━━━ TEXTE FOURNI ━━━

Les non-dits du programme nucléaire iranien par Thierry Meyssan

Les enjeux du programme nucléaire iranien ne sont pas ceux que l’on croit. Téhéran a renoncé à la bombe atomique depuis 1988, mais tente, avec la coopération de la Russie, de découvrir les secrets de la fusion nucléaire. S’il y parvenait, il aiderait les États du Sud à se décoloniser en s’affranchissant du pétrole.
Quant aux enjeux du bombardement de certains sites nucléaires iraniens par les États-Unis, ils pourraient aussi ne pas être ceux que l’on croit.
Cette affaire est d’autant plus opaque qu’il n’est pas possible aujourd’hui d’établir de distinction claire entre recherche sur la fusion nucléaire civile et sur la fusion militaire.
Mohandas K. Gandhi (1869-1948) défie l’Empire britannique en brisant le monopole de la Couronne. Il tisse lui-même le coton indien. Aujourd’hui, l’Iran, dans la continuité de Mohammad Mossadegh, tente de briser le monopole des compagnies pétrolières occidentales en maîtrisant la fusion nucléaire civile.
Depuis la chute de l’Iraq, sous les coups des Britanniques et des États-uniens, Londres et Washington ont popularisé le mythe du nucléaire militaire iranien, dans la continuité de celui sur les armes de destruction massive iraquiennes. Ce mythe a été repris par les « sionistes révisionnistes » israéliens (à ne pas confondre avec « sionistes » tout court) et leur chef de file, Benyamin Netanyahou. Depuis une vingtaine d’année, les Occidentaux ont été abreuvés de cette propagande et ont fini par y croire, bien qu’annoncer durant une si longue période que Téhéran aura « la » bombe « l’année prochaine » n’a aucun sens.
La République islamique d’Iran n’a plus de programme nucléaire militaire depuis 1988. Pourtant la question de sa poursuite de la bombe atomique a commencé à être posée, il y a près de trente ans. Ici un article du « New York Times », du 5 janvier 1995.
Cependant, même si la Russie, la Chine et les États-Unis s’accordent tous les trois à dire qu’il n’y a pas aujourd’hui de programme militaire iranien, chacun voit bien que l’Iran entreprend quelque chose dans ses centrales. Mais quoi ?
En 2005, Mahmoud Ahmadinejad est élu président de la République islamique en remplacement du sayyed Mohammad Khatami. C’est un scientifique dont le projet est de délivrer les peuples colonisés. Il considère donc qu’en parvenant à maîtriser l’atome, il permettra à tous les peuples de s’affranchir des transnationales pétrolières occidentales.

━━━ ENTRÉES FOURNIES ━━━

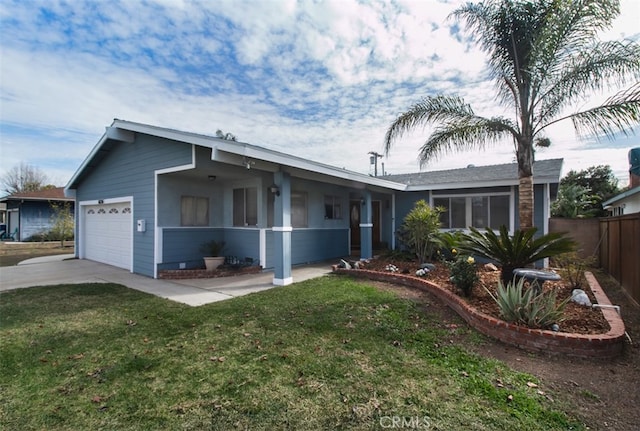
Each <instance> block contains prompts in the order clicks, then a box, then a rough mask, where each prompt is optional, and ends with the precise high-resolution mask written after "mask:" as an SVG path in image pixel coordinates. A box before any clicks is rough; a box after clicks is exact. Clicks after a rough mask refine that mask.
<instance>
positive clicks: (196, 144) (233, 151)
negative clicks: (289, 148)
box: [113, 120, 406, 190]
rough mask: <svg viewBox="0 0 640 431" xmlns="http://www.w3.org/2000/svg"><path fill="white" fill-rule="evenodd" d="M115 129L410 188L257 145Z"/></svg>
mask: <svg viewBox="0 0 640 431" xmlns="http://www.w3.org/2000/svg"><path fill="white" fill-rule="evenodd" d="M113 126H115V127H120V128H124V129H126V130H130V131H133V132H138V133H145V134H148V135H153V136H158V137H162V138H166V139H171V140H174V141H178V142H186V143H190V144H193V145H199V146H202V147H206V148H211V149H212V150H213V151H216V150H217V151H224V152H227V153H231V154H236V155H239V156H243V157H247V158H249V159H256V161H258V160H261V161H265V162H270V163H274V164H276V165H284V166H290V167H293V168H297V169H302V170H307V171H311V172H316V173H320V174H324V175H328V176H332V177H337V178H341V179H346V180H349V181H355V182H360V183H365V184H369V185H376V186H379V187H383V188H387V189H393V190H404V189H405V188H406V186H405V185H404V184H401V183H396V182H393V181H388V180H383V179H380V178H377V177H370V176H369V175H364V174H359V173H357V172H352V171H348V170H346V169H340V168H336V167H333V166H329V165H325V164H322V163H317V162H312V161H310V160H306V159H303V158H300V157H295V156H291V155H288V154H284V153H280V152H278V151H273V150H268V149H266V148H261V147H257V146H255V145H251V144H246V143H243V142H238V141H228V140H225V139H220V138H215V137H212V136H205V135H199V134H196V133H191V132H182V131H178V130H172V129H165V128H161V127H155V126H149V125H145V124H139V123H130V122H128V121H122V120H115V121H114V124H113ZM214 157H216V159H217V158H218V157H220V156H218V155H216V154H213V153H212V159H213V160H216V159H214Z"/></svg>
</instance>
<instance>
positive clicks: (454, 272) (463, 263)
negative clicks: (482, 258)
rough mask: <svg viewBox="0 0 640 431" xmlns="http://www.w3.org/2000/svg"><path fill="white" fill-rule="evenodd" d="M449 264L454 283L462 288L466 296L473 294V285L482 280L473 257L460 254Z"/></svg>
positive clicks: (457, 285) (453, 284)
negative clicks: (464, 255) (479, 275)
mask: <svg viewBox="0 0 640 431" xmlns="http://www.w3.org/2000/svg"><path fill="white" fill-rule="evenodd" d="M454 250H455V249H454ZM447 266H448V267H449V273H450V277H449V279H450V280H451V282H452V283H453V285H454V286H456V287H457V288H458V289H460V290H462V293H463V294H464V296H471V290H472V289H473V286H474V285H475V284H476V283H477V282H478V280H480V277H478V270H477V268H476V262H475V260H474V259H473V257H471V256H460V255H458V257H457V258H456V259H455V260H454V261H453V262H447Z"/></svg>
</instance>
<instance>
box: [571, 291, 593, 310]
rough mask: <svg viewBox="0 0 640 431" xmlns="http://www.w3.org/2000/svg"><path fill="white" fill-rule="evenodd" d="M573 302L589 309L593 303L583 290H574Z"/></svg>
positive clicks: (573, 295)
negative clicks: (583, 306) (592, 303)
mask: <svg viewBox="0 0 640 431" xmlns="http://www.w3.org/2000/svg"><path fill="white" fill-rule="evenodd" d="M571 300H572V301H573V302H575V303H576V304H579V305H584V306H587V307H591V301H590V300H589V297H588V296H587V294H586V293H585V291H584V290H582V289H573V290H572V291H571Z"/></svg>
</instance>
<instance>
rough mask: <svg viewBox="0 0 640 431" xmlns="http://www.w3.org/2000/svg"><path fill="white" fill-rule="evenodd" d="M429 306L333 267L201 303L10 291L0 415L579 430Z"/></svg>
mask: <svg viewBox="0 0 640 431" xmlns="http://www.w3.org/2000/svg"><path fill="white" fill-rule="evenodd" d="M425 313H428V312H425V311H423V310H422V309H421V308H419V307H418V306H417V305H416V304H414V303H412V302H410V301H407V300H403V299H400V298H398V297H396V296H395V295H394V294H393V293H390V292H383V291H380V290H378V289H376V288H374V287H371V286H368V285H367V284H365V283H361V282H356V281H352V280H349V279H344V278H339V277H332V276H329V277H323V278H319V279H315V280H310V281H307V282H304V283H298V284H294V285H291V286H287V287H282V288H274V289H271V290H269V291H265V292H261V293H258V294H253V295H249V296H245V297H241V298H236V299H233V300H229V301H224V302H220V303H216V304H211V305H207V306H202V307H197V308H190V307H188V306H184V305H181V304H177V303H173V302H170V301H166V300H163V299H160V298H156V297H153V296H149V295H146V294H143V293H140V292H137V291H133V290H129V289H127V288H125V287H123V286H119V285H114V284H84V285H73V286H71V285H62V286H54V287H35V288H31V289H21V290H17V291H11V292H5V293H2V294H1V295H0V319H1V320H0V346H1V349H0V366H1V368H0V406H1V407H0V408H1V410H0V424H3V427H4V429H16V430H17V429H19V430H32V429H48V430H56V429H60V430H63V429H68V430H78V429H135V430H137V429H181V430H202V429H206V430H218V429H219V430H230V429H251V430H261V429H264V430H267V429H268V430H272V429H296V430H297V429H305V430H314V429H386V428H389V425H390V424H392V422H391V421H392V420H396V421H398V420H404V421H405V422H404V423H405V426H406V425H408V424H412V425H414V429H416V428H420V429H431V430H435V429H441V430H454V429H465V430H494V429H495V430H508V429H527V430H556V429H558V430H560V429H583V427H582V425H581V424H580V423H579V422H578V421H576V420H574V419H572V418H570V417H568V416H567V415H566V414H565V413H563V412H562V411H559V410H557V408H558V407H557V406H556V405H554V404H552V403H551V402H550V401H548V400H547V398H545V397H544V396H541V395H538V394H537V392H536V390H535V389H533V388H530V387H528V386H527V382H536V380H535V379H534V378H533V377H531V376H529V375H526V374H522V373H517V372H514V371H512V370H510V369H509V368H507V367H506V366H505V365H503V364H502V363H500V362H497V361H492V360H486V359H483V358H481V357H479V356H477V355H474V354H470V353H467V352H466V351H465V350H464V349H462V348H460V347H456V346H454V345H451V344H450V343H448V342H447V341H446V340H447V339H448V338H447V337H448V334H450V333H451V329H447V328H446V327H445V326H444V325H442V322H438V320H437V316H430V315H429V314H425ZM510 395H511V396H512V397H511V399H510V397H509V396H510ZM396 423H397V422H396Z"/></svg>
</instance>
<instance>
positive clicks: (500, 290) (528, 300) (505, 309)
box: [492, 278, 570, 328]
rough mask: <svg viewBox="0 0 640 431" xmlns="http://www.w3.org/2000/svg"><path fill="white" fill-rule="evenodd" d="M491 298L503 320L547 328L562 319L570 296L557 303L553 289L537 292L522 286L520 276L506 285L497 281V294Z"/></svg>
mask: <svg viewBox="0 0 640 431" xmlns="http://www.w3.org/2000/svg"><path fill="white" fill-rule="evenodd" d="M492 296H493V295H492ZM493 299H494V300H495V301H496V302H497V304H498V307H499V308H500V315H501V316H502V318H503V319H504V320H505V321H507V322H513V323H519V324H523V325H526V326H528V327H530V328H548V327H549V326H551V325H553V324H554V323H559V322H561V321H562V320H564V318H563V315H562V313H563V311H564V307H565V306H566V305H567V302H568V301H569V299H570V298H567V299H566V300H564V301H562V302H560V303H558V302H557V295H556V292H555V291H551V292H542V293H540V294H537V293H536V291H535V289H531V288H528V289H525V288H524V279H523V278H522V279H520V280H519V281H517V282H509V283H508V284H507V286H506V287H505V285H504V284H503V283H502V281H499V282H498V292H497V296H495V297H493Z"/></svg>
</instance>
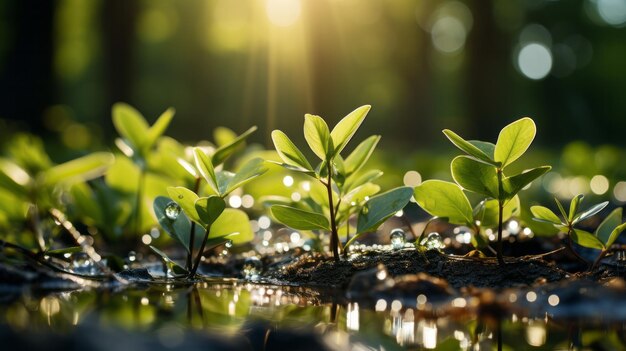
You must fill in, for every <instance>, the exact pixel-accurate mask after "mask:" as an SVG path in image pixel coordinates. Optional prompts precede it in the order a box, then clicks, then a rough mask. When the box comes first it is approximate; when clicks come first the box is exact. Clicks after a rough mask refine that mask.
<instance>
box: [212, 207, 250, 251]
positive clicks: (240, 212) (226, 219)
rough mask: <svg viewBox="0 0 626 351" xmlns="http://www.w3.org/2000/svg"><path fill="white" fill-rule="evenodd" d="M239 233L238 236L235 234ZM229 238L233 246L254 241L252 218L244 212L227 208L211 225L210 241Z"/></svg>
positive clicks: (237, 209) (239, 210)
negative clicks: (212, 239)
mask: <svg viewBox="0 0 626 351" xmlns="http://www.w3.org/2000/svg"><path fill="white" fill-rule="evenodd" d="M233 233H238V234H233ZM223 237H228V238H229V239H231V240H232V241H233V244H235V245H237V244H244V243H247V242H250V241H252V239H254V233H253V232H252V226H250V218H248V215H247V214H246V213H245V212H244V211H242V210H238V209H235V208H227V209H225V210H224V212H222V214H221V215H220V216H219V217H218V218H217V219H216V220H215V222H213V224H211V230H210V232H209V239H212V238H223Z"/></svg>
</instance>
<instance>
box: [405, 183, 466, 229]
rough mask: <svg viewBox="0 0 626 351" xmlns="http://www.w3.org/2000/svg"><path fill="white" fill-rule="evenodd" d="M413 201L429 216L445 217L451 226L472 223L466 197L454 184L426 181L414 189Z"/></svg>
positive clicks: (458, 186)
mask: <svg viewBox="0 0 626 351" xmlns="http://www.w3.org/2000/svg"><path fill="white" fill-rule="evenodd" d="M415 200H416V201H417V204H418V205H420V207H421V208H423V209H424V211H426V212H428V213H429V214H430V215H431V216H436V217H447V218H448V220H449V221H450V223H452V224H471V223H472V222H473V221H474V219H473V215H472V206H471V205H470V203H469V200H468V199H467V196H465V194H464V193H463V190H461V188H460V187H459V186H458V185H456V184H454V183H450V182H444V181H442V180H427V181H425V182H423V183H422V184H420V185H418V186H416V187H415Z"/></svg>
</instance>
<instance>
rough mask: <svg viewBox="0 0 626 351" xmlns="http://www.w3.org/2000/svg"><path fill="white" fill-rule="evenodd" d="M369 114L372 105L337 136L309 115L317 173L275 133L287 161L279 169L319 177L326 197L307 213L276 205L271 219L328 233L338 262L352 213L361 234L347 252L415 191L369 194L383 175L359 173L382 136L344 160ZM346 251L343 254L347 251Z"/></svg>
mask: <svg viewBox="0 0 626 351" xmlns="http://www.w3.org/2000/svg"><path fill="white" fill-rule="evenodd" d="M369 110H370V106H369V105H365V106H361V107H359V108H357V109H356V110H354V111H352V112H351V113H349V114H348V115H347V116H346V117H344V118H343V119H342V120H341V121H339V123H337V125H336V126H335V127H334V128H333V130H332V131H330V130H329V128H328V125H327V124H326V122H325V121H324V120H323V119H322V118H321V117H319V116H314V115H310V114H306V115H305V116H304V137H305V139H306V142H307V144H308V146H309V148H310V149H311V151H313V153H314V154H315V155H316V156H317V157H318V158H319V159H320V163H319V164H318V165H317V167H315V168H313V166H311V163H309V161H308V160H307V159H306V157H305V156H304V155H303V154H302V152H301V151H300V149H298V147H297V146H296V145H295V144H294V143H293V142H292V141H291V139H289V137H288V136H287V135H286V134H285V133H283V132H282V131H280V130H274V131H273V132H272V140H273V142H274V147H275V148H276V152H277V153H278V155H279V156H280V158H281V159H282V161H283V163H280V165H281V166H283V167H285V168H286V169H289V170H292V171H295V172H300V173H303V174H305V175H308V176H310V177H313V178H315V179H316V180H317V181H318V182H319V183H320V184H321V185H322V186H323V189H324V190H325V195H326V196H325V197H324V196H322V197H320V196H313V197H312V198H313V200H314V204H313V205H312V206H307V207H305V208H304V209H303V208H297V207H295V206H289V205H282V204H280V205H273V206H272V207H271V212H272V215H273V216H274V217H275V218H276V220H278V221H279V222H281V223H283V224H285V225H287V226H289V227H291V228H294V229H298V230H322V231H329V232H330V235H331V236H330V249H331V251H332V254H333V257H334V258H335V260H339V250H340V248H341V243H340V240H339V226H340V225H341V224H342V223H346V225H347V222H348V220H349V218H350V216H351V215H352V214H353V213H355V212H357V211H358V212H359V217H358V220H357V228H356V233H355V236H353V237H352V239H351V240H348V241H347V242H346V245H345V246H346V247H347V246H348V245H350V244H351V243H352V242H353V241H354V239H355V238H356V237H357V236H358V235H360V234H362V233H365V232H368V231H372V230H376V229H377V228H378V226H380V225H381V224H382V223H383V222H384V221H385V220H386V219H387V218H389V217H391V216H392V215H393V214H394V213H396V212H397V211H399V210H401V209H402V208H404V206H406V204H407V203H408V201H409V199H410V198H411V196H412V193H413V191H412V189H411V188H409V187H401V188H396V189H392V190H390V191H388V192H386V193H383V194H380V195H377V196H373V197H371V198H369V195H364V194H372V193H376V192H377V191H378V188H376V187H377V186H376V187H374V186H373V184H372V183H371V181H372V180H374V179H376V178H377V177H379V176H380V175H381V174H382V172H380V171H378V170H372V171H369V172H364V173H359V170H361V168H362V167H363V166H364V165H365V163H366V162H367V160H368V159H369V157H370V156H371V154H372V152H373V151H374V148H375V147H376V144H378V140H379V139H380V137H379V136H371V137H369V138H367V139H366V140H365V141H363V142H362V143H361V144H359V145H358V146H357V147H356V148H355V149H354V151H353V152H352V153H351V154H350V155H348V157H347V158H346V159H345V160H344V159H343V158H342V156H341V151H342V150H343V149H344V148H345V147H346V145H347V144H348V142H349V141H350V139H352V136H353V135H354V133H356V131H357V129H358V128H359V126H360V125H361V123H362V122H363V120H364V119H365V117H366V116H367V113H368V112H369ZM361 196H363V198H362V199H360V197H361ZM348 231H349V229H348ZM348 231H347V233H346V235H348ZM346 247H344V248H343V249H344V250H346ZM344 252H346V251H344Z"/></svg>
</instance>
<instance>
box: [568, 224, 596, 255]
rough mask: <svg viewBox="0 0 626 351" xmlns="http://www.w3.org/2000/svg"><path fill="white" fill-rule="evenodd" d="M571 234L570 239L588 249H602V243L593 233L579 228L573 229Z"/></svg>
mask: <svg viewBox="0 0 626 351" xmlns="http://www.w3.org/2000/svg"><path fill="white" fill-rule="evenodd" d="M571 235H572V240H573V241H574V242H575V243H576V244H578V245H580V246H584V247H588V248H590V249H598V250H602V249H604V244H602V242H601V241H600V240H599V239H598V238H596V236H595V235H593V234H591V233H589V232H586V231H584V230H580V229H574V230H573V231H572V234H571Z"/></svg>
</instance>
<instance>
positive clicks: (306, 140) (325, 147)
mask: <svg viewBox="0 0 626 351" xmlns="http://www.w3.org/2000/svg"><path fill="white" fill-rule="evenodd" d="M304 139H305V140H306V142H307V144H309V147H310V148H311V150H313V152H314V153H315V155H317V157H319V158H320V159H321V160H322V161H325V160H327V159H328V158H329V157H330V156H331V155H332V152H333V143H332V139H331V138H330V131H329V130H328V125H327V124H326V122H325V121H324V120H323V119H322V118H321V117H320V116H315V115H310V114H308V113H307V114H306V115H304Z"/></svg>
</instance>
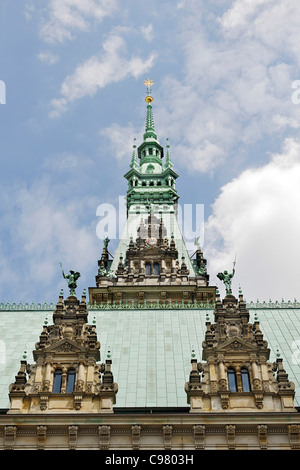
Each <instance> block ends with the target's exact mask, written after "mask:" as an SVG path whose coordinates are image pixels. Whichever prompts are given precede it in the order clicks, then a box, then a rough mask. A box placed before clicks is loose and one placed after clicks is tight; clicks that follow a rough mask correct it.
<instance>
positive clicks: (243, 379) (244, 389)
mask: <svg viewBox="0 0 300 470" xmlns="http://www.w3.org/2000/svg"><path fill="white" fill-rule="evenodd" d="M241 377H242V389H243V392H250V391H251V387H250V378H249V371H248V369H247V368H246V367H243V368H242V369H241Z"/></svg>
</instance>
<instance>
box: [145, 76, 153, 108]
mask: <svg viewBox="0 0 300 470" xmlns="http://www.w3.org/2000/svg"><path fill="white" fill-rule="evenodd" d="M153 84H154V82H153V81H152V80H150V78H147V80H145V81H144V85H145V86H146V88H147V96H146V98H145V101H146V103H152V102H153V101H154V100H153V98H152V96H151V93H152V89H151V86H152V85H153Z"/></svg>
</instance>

━━━

QUESTIONS:
[A] Indiquez si chacune des affirmations suivantes concorde avec l'article sur le programme nucléaire iranien, en répondant par oui ou par non et en citant à l'identique les mots décisifs de l'article : (i) l'Iran a renoncé à la bombe atomique en 1988 ; (ii) en 2005, Mohammad Khatami a été élu président en remplacement de Mahmoud Ahmadinejad ; (iii) l'Iran cherche à percer les secrets de la fusion nucléaire avec la coopération de la Chine.
[B] Retranscrivez à l'identique, dans l'article sur le programme nucléaire iranien, le passage allant de « Les non-dits du » jusqu'à « la fusion militaire. ».

RÉPONSES POINT PAR POINT:
[A]
(i) Oui : « Téhéran a renoncé à la bombe atomique depuis 1988 ».
(ii) Non : « En 2005, Mahmoud Ahmadinejad est élu président de la République islamique en remplacement du sayyed Mohammad Khatami ».
(iii) Non : « tente, avec la coopération de la Russie, de découvrir les secrets de la fusion nucléaire ».

[B]
Les non-dits du programme nucléaire iranien par Thierry Meyssan

Les enjeux du programme nucléaire iranien ne sont pas ceux que l’on croit. Téhéran a renoncé à la bombe atomique depuis 1988, mais tente, avec la coopération de la Russie, de découvrir les secrets de la fusion nucléaire. S’il y parvenait, il aiderait les États du Sud à se décoloniser en s’affranchissant du pétrole.
Quant aux enjeux du bombardement de certains sites nucléaires iraniens par les États-Unis, ils pourraient aussi ne pas être ceux que l’on croit.
Cette affaire est d’autant plus opaque qu’il n’est pas possible aujourd’hui d’établir de distinction claire entre recherche sur la fusion nucléaire civile et sur la fusion militaire.